start Entries shown
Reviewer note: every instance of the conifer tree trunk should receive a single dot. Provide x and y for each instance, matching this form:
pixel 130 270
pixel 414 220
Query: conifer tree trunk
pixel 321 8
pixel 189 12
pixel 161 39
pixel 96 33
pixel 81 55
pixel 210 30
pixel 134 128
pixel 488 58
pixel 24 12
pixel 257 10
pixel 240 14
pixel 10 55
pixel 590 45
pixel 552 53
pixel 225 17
end Entries shown
Reproduce the lines above, character for character.

Reviewer note: every instance of the conifer tree trunk should receive a single dot. Provide x and y for each instance, matching this form:
pixel 130 270
pixel 414 220
Query: conifer tree trunk
pixel 321 8
pixel 189 12
pixel 161 39
pixel 96 33
pixel 81 55
pixel 210 30
pixel 134 128
pixel 488 58
pixel 24 12
pixel 257 10
pixel 240 14
pixel 10 55
pixel 590 45
pixel 552 53
pixel 225 17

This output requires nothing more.